*** PROVIDED INFORMATION ***

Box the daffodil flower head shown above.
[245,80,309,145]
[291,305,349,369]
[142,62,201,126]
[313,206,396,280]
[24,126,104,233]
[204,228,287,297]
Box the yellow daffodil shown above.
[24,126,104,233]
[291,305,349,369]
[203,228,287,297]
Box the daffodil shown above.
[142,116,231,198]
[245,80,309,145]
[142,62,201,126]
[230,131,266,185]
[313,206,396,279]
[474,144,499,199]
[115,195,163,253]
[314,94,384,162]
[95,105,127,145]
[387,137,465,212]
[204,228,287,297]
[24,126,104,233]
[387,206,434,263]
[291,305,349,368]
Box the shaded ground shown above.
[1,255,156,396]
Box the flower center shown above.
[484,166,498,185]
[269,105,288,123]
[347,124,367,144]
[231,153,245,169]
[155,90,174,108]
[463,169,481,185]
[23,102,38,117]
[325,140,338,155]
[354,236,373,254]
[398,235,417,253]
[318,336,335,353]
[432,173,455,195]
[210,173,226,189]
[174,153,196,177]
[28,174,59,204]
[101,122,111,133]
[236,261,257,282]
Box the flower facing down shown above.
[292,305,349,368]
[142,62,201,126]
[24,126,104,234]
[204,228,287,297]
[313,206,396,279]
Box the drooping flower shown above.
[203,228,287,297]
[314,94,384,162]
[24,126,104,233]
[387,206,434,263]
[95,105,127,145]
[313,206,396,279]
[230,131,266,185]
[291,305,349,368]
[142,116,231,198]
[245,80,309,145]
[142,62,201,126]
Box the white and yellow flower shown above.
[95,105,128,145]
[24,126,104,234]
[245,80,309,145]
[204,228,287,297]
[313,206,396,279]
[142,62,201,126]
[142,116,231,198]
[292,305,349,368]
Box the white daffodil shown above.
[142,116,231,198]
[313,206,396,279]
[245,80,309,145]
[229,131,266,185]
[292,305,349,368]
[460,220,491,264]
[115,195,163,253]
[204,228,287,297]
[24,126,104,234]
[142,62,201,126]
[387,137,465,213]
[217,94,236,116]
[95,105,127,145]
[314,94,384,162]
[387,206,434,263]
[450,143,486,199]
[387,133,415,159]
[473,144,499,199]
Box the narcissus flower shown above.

***

* [WHAT THE EXERCISE ASKS]: Convert the records above into a JSON list of strings, with one string per line and no blank lines.

* [EXPECTED ANSWER]:
[
  "Box the daffodil flower head shown above.",
  "[245,80,309,145]",
  "[291,305,349,369]",
  "[142,62,201,126]",
  "[313,206,396,280]",
  "[24,126,104,233]",
  "[204,228,287,297]",
  "Box the yellow daffodil shown above.",
  "[24,126,104,233]",
  "[291,305,349,369]",
  "[203,228,287,297]",
  "Box the daffodil shown above.",
  "[142,116,231,198]",
  "[245,80,309,145]",
  "[142,62,201,126]",
  "[230,131,266,185]",
  "[313,206,396,279]",
  "[474,144,499,199]",
  "[115,195,163,253]",
  "[314,94,384,162]",
  "[95,105,127,145]",
  "[387,137,465,212]",
  "[204,228,287,297]",
  "[24,126,104,233]",
  "[387,206,434,263]",
  "[291,305,349,368]",
  "Box the shaded ground shown above.",
  "[1,255,156,396]",
  "Box the flower center shown above.",
  "[484,166,498,185]",
  "[269,105,288,123]",
  "[347,124,367,144]",
  "[231,153,245,169]",
  "[155,90,174,108]",
  "[463,169,481,185]",
  "[23,102,38,117]",
  "[325,140,338,155]",
  "[354,236,373,254]",
  "[398,235,417,253]",
  "[318,336,335,353]",
  "[432,173,455,195]",
  "[210,173,226,189]",
  "[174,153,196,177]",
  "[28,174,59,204]",
  "[101,122,111,133]",
  "[236,261,257,282]",
  "Box the flower facing down shown above.",
  "[292,305,349,368]",
  "[142,62,201,126]",
  "[24,126,104,234]",
  "[204,228,287,297]",
  "[313,206,396,279]",
  "Box the drooping flower shown above.",
  "[203,228,287,297]",
  "[314,94,384,162]",
  "[24,126,104,233]",
  "[387,206,434,263]",
  "[95,105,127,145]",
  "[313,206,396,279]",
  "[230,131,266,185]",
  "[291,305,349,368]",
  "[142,116,231,198]",
  "[245,80,309,145]",
  "[142,62,201,126]",
  "Box the white and yellow flower shown above.",
  "[95,105,128,145]",
  "[24,126,104,234]",
  "[245,80,309,145]",
  "[204,228,287,297]",
  "[313,206,396,279]",
  "[142,62,201,126]",
  "[142,116,231,198]",
  "[292,305,349,368]",
  "Box the white daffodil shown above.",
  "[142,116,231,198]",
  "[313,206,396,279]",
  "[245,80,309,145]",
  "[229,131,266,185]",
  "[292,305,349,368]",
  "[460,220,491,264]",
  "[115,195,163,253]",
  "[204,228,287,297]",
  "[24,126,104,234]",
  "[142,62,201,126]",
  "[387,137,465,213]",
  "[217,94,236,116]",
  "[95,105,127,145]",
  "[314,94,384,162]",
  "[387,206,434,263]",
  "[450,143,486,199]",
  "[387,133,415,159]",
  "[473,144,499,199]",
  "Box the narcissus flower shown above."
]